## Problem set
1. From the passage on Dietrich Bonhoeffer below, extract the portion starting with "It is amazing" and going on through "cost of discipleship.", copying it word for word.
2. In one to three sentences, explain why the writer of the passage on Dietrich Bonhoeffer below is amazed that so many evangelicals love him.

Dietrich Bonhoeffer is an Enemy of Christ

Throughout my life as a Christian I would see Dietrich Bonhoeffer’s books, and books about him, in Christian bookstores. Everyone can easily observe how popular he is. I wondered why, but never read any of his writings. He is considered one of the most popular teachers of our age, even among evangelicals.

It is amazing to realize just how much Bonhoeffer has influenced Evangelical Christians, particularly regarding discipleship. Bonhoeffer’s book The Cost of Discipleship is counted his most widely read book.

I am amazed that so many evangelicals love this man. I am amazed because when I thought I would have look at this man’s teaching I found within only half an hour that he advocated doctrines that are clearly against Evangelical Christianity. Some evangelicals are beginning to admit that this is the case. Nevertheless, his impact upon bible believing Christians has had lasting harmful effects. While some may ignore his denial of a literal creation, of the inerrancy of Scripture, and of personal conversion, they love what he has to say about the cost of discipleship.

## Data segment
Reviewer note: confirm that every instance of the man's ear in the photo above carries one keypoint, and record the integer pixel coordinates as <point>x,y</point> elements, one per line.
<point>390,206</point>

## Responses
1.
It is amazing to realize just how much Bonhoeffer has influenced Evangelical Christians, particularly regarding discipleship. Bonhoeffer’s book The Cost of Discipleship is counted his most widely read book.

I am amazed that so many evangelicals love this man. I am amazed because when I thought I would have look at this man’s teaching I found within only half an hour that he advocated doctrines that are clearly against Evangelical Christianity. Some evangelicals are beginning to admit that this is the case. Nevertheless, his impact upon bible believing Christians has had lasting harmful effects. While some may ignore his denial of a literal creation, of the inerrancy of Scripture, and of personal conversion, they love what he has to say about the cost of discipleship.

2. The writer is amazed because, on deciding to look at Bonhoeffer's teaching, the writer found within only half an hour that he advocated doctrines clearly against Evangelical Christianity.